> _Data for this exercise_:

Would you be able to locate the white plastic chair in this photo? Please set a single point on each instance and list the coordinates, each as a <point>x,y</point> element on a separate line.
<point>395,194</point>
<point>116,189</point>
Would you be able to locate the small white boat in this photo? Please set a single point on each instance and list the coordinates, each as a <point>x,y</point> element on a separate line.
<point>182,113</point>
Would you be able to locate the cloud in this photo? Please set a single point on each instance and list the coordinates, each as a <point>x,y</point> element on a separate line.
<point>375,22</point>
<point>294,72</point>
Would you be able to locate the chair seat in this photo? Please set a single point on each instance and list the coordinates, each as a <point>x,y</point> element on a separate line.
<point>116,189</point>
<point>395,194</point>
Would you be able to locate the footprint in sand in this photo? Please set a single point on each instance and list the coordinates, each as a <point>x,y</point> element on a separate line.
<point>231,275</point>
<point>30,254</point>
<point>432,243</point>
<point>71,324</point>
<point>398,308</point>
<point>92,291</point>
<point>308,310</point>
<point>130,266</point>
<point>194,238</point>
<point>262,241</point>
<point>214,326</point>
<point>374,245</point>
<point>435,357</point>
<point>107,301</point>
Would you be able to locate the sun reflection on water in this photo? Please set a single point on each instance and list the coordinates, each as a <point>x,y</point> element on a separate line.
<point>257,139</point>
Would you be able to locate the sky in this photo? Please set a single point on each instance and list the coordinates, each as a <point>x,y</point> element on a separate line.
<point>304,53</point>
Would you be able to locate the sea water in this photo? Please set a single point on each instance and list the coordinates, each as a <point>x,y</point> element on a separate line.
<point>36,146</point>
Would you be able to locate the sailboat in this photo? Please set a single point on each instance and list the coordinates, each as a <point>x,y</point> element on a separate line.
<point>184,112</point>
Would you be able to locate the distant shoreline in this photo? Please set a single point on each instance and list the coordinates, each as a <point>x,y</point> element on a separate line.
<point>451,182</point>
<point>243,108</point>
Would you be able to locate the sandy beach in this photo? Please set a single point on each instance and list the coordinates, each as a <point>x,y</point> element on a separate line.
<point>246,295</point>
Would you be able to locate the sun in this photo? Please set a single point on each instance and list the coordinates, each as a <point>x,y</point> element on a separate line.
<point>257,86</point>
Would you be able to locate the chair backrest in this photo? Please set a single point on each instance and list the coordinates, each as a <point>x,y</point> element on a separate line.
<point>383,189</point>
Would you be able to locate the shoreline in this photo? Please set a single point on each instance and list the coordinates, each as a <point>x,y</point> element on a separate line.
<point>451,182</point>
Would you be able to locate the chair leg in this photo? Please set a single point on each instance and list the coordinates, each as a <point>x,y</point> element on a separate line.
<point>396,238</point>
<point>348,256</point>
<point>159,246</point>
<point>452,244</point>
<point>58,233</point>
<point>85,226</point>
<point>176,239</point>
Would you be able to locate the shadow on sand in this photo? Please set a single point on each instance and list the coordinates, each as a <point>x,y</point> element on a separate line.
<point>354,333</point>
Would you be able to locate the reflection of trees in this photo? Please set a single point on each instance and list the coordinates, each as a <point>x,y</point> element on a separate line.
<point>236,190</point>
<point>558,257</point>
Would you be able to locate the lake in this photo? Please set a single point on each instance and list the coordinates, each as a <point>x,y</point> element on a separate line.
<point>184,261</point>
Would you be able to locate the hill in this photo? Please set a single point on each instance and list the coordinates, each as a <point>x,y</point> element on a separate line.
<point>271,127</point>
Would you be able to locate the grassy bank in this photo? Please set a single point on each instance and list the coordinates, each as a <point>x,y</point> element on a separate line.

> _Task to carry out_: Update the lines from the one containing "Would you be able to locate the small" through the one containing "<point>182,113</point>", replacing "small white boat" with "white dinghy" and leaving everything else unchanged.

> _Worked answer_:
Would you be able to locate the white dinghy in this photo? Please set a single point on each instance and list the coordinates, each as a <point>x,y</point> element on a separate line.
<point>182,113</point>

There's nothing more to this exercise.